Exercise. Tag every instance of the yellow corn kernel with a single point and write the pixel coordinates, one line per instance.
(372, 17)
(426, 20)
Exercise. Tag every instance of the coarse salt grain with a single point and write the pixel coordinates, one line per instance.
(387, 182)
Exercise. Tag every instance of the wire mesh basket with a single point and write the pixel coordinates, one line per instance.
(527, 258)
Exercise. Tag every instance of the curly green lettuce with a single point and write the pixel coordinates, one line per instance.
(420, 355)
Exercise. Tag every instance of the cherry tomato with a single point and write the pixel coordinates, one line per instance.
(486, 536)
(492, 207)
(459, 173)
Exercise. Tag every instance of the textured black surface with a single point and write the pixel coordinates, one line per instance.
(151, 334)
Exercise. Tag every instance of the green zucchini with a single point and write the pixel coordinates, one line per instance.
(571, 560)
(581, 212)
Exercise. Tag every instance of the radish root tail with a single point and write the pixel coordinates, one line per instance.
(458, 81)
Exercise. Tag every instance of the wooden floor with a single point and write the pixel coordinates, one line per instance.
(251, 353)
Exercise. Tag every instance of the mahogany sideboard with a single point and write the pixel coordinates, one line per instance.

....

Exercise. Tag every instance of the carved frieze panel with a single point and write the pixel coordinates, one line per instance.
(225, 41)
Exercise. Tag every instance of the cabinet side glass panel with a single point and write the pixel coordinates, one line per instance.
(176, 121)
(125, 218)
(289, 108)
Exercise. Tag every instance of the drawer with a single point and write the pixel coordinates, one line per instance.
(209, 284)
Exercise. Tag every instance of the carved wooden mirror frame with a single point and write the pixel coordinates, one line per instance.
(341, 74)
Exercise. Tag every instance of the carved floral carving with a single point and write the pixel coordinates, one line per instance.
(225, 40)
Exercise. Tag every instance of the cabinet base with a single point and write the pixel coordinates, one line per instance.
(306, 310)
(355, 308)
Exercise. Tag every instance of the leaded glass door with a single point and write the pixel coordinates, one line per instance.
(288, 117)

....

> GOAL OF THE EXERCISE
Locate every line above that contains the word "glass", and copy each of those lines out in full.

> FINAL RESULT
Exercise. Tag every instance of the cabinet side glass panel with a single point and write the pixel coordinates, one line per instance.
Exercise. Tag every instance of the leaded glass door with a single point and write the pixel coordinates, one line per instance.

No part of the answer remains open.